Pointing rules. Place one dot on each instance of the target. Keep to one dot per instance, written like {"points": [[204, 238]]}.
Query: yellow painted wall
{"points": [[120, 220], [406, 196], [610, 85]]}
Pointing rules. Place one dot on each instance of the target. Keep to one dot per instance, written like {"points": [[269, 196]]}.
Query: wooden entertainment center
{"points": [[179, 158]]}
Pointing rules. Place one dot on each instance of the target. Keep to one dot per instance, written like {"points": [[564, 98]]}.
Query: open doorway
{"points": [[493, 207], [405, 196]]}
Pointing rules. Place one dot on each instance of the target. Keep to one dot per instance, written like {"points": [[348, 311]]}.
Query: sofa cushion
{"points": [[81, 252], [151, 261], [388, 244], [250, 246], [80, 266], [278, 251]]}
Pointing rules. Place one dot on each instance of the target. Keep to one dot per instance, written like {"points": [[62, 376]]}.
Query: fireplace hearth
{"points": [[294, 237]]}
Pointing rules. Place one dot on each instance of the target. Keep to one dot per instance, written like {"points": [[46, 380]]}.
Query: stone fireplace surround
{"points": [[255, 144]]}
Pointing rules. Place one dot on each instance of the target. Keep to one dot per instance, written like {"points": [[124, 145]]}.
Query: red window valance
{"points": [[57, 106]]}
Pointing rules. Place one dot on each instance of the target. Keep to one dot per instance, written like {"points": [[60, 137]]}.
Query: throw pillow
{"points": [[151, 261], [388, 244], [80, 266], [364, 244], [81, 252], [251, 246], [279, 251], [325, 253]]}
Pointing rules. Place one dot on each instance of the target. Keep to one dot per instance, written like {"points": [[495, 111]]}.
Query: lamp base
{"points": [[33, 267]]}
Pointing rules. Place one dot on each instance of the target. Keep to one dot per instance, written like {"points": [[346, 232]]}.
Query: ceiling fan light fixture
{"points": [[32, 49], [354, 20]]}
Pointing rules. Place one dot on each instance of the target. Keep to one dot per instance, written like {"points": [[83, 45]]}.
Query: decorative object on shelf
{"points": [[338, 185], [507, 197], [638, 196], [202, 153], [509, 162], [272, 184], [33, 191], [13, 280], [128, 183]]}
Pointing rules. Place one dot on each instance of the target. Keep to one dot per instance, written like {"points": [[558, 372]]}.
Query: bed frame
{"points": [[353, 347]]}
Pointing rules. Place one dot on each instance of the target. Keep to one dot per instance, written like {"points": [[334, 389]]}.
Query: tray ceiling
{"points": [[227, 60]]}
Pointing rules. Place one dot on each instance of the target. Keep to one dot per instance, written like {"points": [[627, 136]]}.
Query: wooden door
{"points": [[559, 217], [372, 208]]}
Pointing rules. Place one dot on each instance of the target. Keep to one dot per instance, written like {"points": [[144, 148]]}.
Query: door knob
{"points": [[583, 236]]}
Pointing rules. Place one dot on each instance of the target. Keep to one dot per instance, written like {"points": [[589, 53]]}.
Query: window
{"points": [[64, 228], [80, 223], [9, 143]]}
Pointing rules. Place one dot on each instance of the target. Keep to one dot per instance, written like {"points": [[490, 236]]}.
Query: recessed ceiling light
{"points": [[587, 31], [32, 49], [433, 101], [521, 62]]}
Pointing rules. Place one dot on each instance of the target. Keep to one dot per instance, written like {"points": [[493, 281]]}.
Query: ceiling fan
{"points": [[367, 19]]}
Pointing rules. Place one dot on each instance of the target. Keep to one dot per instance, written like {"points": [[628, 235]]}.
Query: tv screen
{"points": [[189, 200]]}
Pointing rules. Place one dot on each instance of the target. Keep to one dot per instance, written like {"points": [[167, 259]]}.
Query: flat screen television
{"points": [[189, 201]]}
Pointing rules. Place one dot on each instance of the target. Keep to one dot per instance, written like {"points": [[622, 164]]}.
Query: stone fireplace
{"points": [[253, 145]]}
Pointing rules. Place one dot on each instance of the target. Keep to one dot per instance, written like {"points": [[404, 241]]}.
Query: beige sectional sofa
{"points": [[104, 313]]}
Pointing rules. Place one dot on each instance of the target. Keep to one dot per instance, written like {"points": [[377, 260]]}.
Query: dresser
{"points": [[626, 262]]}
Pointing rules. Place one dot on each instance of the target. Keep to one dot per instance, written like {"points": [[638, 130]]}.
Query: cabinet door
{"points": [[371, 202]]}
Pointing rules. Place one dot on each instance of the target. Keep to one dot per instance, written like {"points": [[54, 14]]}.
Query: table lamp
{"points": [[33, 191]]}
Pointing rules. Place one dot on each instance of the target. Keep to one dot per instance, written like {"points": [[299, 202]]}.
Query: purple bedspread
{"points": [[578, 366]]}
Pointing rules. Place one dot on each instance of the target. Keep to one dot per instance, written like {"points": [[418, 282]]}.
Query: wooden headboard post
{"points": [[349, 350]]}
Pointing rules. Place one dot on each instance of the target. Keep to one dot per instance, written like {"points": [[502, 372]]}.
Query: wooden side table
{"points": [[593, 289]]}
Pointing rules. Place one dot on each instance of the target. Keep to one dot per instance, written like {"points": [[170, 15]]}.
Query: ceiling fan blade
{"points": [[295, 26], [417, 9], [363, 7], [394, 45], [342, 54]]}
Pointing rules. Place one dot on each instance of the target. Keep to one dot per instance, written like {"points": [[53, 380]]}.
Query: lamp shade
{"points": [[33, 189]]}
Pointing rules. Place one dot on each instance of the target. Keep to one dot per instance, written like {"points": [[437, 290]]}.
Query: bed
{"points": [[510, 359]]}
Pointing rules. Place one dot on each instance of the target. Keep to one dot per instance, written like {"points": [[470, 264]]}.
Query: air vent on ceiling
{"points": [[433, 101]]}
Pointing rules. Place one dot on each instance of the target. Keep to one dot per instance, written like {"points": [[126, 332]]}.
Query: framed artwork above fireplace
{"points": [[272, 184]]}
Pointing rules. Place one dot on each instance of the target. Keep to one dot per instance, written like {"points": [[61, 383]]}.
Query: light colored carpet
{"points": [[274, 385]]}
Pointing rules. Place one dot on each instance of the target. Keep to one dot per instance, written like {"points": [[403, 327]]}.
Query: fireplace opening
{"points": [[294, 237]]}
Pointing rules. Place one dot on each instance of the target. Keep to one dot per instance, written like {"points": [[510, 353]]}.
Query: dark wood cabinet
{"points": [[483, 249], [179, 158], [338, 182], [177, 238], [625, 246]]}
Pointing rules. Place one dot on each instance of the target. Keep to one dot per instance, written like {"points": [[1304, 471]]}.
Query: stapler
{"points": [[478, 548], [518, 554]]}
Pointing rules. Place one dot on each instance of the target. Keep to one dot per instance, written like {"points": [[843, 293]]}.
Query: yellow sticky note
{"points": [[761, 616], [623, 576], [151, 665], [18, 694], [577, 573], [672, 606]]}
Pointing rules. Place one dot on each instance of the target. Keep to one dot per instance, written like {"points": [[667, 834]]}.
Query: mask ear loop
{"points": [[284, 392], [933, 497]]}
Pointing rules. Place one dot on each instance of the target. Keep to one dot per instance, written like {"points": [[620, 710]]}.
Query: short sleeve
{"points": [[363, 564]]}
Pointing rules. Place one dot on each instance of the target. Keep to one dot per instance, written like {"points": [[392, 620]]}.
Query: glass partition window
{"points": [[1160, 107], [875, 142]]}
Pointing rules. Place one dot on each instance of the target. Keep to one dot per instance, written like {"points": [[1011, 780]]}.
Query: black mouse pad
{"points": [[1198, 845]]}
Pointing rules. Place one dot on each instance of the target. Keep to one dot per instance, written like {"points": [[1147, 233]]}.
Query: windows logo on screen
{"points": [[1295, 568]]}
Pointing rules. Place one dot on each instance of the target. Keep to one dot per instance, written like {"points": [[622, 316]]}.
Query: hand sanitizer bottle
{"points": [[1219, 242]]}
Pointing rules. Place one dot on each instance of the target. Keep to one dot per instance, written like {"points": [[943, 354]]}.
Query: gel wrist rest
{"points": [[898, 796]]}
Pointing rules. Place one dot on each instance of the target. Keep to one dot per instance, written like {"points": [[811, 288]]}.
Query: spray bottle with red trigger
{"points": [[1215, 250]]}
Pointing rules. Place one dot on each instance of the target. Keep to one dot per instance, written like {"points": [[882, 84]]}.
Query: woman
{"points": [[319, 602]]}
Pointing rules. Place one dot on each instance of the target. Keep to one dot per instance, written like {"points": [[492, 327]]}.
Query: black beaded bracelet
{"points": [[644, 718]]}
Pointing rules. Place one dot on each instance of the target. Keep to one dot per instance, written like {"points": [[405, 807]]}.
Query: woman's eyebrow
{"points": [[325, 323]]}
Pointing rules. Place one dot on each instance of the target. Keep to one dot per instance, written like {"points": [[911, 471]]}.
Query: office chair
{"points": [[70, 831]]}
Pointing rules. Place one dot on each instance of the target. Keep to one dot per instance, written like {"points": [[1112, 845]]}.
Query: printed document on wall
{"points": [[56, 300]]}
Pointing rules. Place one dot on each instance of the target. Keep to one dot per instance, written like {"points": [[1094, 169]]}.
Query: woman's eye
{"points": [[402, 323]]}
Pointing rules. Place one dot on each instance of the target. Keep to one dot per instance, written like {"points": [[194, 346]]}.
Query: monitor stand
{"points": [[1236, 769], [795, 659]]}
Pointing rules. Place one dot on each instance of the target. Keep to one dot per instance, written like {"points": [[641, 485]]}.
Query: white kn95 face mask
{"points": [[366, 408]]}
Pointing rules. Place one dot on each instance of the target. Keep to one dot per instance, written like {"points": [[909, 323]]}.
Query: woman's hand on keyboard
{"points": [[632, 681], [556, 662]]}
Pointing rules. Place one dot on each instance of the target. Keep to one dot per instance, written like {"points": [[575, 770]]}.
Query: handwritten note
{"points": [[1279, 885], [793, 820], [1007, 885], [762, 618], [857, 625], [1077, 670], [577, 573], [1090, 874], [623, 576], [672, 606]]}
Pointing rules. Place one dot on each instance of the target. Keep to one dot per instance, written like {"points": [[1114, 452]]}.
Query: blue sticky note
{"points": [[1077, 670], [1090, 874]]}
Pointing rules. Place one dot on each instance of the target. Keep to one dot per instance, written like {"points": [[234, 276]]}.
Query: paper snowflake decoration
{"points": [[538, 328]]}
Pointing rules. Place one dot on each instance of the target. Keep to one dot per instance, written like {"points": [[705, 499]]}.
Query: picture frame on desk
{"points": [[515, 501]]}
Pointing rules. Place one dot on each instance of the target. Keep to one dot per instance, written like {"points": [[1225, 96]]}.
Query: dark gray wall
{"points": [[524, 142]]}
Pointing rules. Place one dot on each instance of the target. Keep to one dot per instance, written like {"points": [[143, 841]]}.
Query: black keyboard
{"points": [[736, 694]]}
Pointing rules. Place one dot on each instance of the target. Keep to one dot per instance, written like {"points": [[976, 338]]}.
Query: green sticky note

════════════════

Aim: Return every line of the data above that contains the word "stone". Case counts.

Exercise result:
Query: stone fireplace surround
Query: stone fireplace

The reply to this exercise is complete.